→ **REQUIRED WORK**
a) In the theater review of Communion, which actor plays the therapist Carolyn?
b) Carry on the theater review of Communion after its final sentence.

→ **PAGE EXCERPT**
####

"In the Name of the Mother, the Daughter, and the Shrink"
|Stars range from 5-1.|
There’s an exchange in the third scene of well-known Canadian playwright Daniel MacIvor’s 2010 play Communion, having its New York premiere at Urban Stages, in which someone asks a therapist whether people don’t fall asleep in her comfortable, armless chairs. The therapist replies: “Sometimes people have fallen asleep.” I imagine the same thing happening now and then to viewers of this dreary, 90-minute, intermissionless production, directed by the playwright. The first of its three scenes, especially, is slumber-inducing with its frequent, lengthy pauses as a middle-aged analysand, Leda (Stephanie Cozart), sitting in one of the aforesaid chairs, struggles to find something to say to her immobile, stone-faced therapist, Carolyn (Erica Bradshaw).

####

→ **PROVIDED MATERIAL**
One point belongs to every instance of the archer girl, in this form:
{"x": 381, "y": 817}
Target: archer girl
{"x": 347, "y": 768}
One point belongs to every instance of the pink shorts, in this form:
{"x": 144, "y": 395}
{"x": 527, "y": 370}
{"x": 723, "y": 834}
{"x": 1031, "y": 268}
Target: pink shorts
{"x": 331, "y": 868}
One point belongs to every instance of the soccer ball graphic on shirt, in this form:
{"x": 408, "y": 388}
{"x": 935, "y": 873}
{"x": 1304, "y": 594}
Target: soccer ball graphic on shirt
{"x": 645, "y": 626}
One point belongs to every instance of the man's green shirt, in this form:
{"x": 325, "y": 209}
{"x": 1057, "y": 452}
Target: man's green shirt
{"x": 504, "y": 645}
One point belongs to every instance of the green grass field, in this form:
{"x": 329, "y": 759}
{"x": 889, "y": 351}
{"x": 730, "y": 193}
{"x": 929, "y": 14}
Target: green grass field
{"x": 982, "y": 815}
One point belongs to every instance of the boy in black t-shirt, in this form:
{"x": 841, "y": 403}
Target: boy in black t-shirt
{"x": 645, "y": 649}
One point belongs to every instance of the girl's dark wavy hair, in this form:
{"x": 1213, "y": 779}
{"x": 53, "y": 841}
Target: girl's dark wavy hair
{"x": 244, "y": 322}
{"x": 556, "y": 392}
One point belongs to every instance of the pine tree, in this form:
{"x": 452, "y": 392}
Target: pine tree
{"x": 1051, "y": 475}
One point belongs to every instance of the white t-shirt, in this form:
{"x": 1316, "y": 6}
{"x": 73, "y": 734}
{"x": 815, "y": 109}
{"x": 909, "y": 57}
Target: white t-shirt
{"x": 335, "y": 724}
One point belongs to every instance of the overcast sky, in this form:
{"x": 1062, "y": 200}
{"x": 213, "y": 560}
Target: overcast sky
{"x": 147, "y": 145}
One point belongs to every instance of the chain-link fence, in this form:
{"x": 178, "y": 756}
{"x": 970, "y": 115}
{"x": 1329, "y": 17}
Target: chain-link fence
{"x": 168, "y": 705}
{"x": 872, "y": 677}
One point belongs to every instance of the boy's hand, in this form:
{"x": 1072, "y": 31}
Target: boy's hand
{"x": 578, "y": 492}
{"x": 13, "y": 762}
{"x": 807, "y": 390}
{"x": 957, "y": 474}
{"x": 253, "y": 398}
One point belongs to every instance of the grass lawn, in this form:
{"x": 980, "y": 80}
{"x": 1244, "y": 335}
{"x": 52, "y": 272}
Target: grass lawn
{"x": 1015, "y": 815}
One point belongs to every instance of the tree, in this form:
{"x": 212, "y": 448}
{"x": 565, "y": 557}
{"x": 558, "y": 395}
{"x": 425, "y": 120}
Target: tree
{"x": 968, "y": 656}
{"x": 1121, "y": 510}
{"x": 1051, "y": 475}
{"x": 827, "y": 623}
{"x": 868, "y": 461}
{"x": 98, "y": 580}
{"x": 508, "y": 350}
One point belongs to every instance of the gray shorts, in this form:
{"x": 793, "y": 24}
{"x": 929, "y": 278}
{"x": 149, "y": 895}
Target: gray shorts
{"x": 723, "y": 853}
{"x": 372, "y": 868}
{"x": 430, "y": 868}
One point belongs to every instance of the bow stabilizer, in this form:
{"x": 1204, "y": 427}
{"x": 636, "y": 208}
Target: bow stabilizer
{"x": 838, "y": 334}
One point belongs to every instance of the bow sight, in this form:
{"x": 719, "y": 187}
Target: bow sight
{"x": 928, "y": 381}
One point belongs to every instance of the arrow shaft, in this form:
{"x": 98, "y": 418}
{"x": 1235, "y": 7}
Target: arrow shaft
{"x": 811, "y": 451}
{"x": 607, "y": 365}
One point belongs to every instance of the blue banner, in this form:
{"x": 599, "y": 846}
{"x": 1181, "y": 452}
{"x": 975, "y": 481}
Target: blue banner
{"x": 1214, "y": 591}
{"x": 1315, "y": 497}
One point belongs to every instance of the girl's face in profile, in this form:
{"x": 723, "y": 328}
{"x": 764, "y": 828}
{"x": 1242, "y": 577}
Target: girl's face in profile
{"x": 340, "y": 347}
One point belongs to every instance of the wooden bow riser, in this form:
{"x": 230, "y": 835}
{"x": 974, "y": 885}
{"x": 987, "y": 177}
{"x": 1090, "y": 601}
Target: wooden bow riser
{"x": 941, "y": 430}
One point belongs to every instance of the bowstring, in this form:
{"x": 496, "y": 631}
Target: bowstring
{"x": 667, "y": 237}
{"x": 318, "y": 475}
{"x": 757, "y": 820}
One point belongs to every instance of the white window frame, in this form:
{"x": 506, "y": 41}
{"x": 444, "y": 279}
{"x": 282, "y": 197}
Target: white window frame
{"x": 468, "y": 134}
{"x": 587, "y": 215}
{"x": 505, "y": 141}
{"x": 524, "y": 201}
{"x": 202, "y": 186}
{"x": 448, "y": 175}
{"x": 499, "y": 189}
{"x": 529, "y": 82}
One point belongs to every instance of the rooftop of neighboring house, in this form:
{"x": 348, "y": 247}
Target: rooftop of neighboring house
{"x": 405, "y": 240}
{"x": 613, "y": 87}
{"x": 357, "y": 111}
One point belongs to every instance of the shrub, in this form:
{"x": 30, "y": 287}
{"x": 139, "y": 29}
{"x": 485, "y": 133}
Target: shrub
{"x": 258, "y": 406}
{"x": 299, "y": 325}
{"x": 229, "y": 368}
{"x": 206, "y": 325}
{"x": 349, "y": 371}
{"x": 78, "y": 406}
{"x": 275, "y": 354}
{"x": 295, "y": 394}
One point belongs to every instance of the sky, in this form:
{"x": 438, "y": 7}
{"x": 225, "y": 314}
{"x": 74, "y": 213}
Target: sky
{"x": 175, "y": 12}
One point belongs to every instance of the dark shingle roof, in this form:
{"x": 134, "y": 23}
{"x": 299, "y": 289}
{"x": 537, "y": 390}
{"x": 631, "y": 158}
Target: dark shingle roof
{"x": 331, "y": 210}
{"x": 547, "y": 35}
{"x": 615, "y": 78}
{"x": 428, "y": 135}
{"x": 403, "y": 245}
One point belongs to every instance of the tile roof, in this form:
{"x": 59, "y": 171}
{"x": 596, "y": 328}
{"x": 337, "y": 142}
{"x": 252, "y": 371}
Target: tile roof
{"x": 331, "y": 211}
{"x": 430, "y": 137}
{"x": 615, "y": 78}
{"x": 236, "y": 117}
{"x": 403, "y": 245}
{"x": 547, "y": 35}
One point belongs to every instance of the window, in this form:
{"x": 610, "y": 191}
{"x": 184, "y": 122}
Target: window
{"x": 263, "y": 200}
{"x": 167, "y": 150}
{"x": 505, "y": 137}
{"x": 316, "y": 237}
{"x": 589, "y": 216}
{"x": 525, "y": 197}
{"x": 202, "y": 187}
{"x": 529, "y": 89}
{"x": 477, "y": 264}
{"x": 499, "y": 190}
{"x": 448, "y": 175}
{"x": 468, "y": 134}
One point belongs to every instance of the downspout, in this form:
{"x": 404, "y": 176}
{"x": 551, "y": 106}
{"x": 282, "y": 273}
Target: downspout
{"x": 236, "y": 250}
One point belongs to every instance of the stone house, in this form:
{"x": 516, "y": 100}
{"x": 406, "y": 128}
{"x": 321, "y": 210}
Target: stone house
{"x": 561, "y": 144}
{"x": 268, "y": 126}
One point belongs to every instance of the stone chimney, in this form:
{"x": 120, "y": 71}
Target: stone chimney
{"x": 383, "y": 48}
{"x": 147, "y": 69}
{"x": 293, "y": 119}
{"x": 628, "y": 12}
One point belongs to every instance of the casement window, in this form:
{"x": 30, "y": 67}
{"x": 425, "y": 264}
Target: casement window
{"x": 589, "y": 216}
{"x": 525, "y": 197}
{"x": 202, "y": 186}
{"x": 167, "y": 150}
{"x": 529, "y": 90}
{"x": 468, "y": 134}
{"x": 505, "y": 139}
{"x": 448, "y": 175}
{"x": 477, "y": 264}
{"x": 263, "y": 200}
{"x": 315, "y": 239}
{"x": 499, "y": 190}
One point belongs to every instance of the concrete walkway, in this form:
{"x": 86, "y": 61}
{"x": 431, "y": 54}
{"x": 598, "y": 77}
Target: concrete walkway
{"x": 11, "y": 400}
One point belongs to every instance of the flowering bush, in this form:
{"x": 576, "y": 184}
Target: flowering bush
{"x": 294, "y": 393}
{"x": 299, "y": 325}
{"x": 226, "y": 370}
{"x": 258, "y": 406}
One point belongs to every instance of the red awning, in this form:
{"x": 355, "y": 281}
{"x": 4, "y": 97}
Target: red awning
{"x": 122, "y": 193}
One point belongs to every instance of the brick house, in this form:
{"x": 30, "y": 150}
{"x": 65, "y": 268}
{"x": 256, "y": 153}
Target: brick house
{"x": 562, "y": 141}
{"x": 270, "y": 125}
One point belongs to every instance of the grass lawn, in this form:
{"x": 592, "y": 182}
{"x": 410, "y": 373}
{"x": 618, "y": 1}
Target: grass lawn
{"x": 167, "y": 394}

####

→ **ANSWERS FOR EACH ITEM**
a) Erica Bradshaw

b)
|Stephanie Cozart, Erica Bradshaw. Photo: Ben Hider.|
The play opens with a soliloquy by Carolyn (Erica Bradshaw), a lesbian therapist, in which she ruminates, metaphorically, about “the question we fill our days to avoid,” as we sit alone in the dark at night, a question about what’s waiting for us beyond the door from behind which a bright light glows. (I can't speak for you but this isn't a question I ask myself at night.) That image, which turns up several times, perhaps is meant to suggest our unnecessary fear of what the future holds in store, or what awaits us when we’re gone. Whatever it means, it's little more than dramatic folderol.
Following the monologue, we wait endlessly for Leda to speak as she squirms, fidgets, and groans. Finally, Carolyn says “You appear agitated” (playwriting understatement of the year) and we watch a stutter-stop therapist/client (a word Carolyn prefers to "patient") session in which Leda, angry and sarcastic, struggles to answer the queries of the sphinxlike therapist (who’s got her own issues). If you’ve ever seen the HBO series “In Treatment,” you’ll know at once how much is missing here in the actors’ inability to fill the many blank spaces with effective interior monologues.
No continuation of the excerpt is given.